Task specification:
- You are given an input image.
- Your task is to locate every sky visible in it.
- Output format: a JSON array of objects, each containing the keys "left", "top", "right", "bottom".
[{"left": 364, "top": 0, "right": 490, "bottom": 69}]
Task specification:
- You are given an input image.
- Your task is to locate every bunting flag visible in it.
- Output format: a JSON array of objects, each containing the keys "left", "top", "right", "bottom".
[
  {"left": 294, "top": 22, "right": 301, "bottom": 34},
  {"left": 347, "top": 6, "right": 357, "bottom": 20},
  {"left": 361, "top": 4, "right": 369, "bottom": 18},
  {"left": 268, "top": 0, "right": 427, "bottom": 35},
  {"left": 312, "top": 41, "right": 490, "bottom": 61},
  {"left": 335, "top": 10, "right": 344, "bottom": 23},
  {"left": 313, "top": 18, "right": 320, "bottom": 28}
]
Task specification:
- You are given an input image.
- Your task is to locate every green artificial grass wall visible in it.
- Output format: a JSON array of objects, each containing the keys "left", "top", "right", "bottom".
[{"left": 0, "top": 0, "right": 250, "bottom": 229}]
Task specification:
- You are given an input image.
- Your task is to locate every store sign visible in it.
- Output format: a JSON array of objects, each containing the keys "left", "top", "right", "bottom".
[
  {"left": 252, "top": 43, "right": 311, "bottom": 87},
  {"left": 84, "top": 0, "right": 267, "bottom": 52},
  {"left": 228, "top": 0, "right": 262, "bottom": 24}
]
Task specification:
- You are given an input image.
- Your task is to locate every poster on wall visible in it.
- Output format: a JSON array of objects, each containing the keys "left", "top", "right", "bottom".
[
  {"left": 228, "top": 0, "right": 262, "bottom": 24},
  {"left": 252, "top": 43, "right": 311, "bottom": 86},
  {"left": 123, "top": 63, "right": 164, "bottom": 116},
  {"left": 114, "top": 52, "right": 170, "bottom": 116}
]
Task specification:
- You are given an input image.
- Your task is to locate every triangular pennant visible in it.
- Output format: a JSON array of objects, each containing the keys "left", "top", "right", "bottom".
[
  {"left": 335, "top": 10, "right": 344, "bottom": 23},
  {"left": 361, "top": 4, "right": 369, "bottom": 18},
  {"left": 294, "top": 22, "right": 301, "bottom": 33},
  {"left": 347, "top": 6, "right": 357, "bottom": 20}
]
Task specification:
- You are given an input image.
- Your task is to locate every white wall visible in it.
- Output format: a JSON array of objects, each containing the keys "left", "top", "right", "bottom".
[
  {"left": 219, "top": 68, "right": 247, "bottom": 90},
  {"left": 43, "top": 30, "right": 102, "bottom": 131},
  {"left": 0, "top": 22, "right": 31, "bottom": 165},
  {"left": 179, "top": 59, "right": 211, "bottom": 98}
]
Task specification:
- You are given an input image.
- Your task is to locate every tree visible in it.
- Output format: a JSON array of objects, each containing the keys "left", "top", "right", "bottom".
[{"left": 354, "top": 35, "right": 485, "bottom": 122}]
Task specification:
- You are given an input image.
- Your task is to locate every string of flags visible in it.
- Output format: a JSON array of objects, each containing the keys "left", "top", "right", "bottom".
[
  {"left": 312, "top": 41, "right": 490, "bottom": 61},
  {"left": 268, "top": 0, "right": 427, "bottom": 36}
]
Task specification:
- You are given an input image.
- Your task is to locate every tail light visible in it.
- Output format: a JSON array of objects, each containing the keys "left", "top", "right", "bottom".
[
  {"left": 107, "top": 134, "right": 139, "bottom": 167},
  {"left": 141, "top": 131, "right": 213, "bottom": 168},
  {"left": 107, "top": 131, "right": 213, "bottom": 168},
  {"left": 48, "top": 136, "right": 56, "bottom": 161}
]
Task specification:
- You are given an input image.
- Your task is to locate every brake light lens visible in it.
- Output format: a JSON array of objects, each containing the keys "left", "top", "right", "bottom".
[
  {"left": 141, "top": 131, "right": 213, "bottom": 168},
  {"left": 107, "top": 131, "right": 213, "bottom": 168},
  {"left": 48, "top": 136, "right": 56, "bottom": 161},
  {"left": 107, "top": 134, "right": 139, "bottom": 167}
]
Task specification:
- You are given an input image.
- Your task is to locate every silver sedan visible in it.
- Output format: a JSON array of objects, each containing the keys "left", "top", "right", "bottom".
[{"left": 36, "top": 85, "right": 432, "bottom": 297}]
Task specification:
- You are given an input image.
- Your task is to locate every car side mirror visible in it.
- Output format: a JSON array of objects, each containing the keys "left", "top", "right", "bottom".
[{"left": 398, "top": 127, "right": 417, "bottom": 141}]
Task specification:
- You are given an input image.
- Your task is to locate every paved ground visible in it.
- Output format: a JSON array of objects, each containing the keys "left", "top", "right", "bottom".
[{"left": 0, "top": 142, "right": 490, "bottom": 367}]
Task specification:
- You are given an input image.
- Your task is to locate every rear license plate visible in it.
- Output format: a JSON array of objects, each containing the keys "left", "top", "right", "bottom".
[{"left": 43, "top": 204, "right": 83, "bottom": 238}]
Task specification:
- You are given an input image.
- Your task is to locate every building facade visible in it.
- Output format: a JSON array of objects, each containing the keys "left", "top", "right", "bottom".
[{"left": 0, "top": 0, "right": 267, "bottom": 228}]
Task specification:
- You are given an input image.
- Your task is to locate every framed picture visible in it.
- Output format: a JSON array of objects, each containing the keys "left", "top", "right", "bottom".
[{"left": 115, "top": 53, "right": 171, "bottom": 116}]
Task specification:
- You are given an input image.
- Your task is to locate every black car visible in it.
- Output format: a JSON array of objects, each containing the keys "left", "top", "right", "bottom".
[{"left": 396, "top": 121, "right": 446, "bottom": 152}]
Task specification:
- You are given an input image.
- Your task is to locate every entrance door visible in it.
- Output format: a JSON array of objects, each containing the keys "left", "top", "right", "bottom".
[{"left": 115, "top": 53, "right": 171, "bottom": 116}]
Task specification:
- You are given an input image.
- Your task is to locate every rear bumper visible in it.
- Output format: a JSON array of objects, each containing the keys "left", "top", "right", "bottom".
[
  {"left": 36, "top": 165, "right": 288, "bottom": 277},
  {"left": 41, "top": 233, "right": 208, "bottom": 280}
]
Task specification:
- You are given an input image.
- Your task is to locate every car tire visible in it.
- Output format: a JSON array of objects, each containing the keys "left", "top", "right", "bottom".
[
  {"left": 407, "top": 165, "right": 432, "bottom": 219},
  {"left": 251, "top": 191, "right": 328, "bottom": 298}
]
§ §
### Your instructions
Print the records once more, exactly as they were given.

### Answer to this task
Task specification:
- You are given an input image.
- Your task is to locate every sky visible in it.
- Output format: a JSON array of objects, each containing the keys "left", "top", "right", "bottom".
[{"left": 364, "top": 0, "right": 490, "bottom": 69}]
Task specification:
- You are given an input image.
- Your task is to locate every bunting flag visible in it.
- Output format: a JSON array of objects, each containing the keys "left", "top", "right", "bottom".
[
  {"left": 294, "top": 22, "right": 301, "bottom": 34},
  {"left": 347, "top": 6, "right": 357, "bottom": 20},
  {"left": 361, "top": 4, "right": 369, "bottom": 18},
  {"left": 268, "top": 0, "right": 427, "bottom": 35},
  {"left": 312, "top": 41, "right": 490, "bottom": 61},
  {"left": 335, "top": 10, "right": 344, "bottom": 23},
  {"left": 313, "top": 18, "right": 320, "bottom": 28}
]
Task specification:
- You are given an input image.
- Your task is to locate every green artificial grass wall visible in it.
- Output format: a JSON array of objects, each containing the keys "left", "top", "right", "bottom".
[{"left": 0, "top": 0, "right": 250, "bottom": 229}]
Task specification:
- You are given an input image.
- Your task is to locate every store sign visible in it.
- Output format: a JSON array of objects, each containing the keys "left", "top", "right", "bottom".
[
  {"left": 252, "top": 43, "right": 311, "bottom": 87},
  {"left": 84, "top": 0, "right": 267, "bottom": 52},
  {"left": 228, "top": 0, "right": 262, "bottom": 24}
]
Task specification:
- You are given an input image.
- Your task is to locate every poster on wall visible in it.
- Output format: a JSON array of objects, each containing the keys "left", "top", "right", "bottom".
[
  {"left": 228, "top": 0, "right": 262, "bottom": 24},
  {"left": 252, "top": 43, "right": 311, "bottom": 86},
  {"left": 123, "top": 63, "right": 164, "bottom": 116},
  {"left": 114, "top": 52, "right": 170, "bottom": 116}
]
Task specification:
- You are given an input image.
- Your task is to locate every triangular pennant visible in it.
- Output format: a JSON array of objects, each containing the keys "left", "top", "right", "bottom".
[
  {"left": 335, "top": 10, "right": 344, "bottom": 23},
  {"left": 361, "top": 4, "right": 369, "bottom": 18},
  {"left": 294, "top": 22, "right": 301, "bottom": 33},
  {"left": 347, "top": 6, "right": 357, "bottom": 20}
]
Task specification:
- You are given an input image.
- Your task is to locate every white wall visible in it.
- Output format: a JSON array of objects, each containing the keys "left", "top", "right", "bottom".
[
  {"left": 219, "top": 68, "right": 247, "bottom": 90},
  {"left": 43, "top": 30, "right": 102, "bottom": 131},
  {"left": 0, "top": 22, "right": 31, "bottom": 165},
  {"left": 179, "top": 59, "right": 211, "bottom": 98}
]
Task specification:
- You are given an input image.
- Your task is to locate every tree visible in it.
- Output format: a JSON array of objects, each containing the keys "left", "top", "right", "bottom".
[{"left": 354, "top": 35, "right": 485, "bottom": 122}]
Task specification:
- You are given an input image.
- Your task is to locate every string of flags visible in it.
- Output format: a JSON array of objects, each containing the keys "left", "top", "right", "bottom".
[
  {"left": 312, "top": 41, "right": 490, "bottom": 61},
  {"left": 268, "top": 0, "right": 427, "bottom": 36}
]
Task specification:
- You are given an input image.
- Your task is to locate every tail light visible in it.
- Output format: a JSON array of objects, each containing the keys "left", "top", "right", "bottom".
[
  {"left": 107, "top": 134, "right": 139, "bottom": 167},
  {"left": 141, "top": 131, "right": 213, "bottom": 168},
  {"left": 107, "top": 131, "right": 213, "bottom": 168},
  {"left": 48, "top": 136, "right": 56, "bottom": 161}
]
Task specification:
- You are given an input image.
- Your task is to locate every brake light lens visible in it.
- Output format: a JSON array of objects, each containing the keys "left", "top", "right", "bottom".
[
  {"left": 141, "top": 131, "right": 213, "bottom": 168},
  {"left": 107, "top": 131, "right": 213, "bottom": 168},
  {"left": 48, "top": 136, "right": 56, "bottom": 161},
  {"left": 107, "top": 134, "right": 139, "bottom": 167}
]
Task specification:
- You are given an input image.
- Your task is to locate every silver sedan visible in it.
- Output format: a JSON array of objects, each containing the keys "left", "top", "right", "bottom".
[{"left": 36, "top": 85, "right": 432, "bottom": 297}]
Task specification:
- You are given an input image.
- Your task is to locate every car side mirror visible in it.
- Output format: a JSON array of objects, each containing the keys "left", "top", "right", "bottom".
[{"left": 398, "top": 127, "right": 417, "bottom": 141}]
Task specification:
- You are given an input image.
- Your task is to locate every paved ground visible in it.
- Output format: a JSON array of objects, each containing the keys "left", "top", "right", "bottom".
[{"left": 0, "top": 142, "right": 490, "bottom": 367}]
Task specification:
- You are given an input image.
- Your task is to locate every rear license plate visible in it.
- Output format: a JSON array of objects, each containing the keys "left", "top", "right", "bottom".
[{"left": 43, "top": 204, "right": 83, "bottom": 238}]
Task specification:
- You are given an input image.
- Your task is to locate every building facade visible in it.
- Output format: a JSON array of objects, each containing the keys "left", "top", "right", "bottom".
[{"left": 0, "top": 0, "right": 267, "bottom": 228}]
Task specification:
- You are given an input image.
- Your task is to locate every framed picture visible in it.
- Output format: a JSON array of objects, each containing the keys "left", "top", "right", "bottom".
[{"left": 115, "top": 53, "right": 171, "bottom": 116}]
Task specification:
- You are given an input image.
- Your task is to locate every black car visible in it.
- Output format: a JSON array of objects, each containing the keys "left", "top", "right", "bottom".
[{"left": 396, "top": 121, "right": 446, "bottom": 152}]
Task specification:
- You are given an input image.
- Your task is to locate every entrance door visible in it.
- Output format: a JSON array of objects, each containing the keys "left", "top", "right", "bottom".
[{"left": 115, "top": 53, "right": 171, "bottom": 116}]
Task specification:
- You are given an input image.
- Your task is to locate every rear bumper visible in it.
- Output format: a JSON array of objects, each containing the keys "left", "top", "right", "bottom".
[
  {"left": 36, "top": 165, "right": 288, "bottom": 277},
  {"left": 41, "top": 233, "right": 208, "bottom": 280}
]
Task specification:
- You are given an input image.
- Your task is to locate every car tire visible in it.
- Output format: a JSON array of objects, each containing the keys "left", "top", "right", "bottom".
[
  {"left": 407, "top": 165, "right": 432, "bottom": 219},
  {"left": 251, "top": 191, "right": 328, "bottom": 298}
]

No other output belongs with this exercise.